YOUR TASK: Could you repeat all of the entries below, character for character?

SUPPLIED INFORMATION:
════════════════

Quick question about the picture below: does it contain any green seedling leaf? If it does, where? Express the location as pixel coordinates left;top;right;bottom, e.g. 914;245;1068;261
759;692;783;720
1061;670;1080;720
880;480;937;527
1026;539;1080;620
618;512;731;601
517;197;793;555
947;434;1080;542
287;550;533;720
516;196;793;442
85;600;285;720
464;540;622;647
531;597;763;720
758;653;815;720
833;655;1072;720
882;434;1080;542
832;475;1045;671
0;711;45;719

════════════════

ANSWER TO THE PROBLEM:
Quick question about the picture below: does it contain any green seedling leaf? If it does, where? Express the location as pixel coordinates left;top;right;bottom, e.g. 914;245;1068;261
759;692;783;720
1061;670;1080;720
880;480;937;527
1026;539;1080;620
618;512;731;601
517;197;793;555
947;434;1080;542
287;550;533;720
516;196;793;442
85;600;285;720
464;540;622;647
531;597;763;720
758;653;815;720
833;655;1072;720
882;434;1080;542
832;475;1045;671
0;711;45;719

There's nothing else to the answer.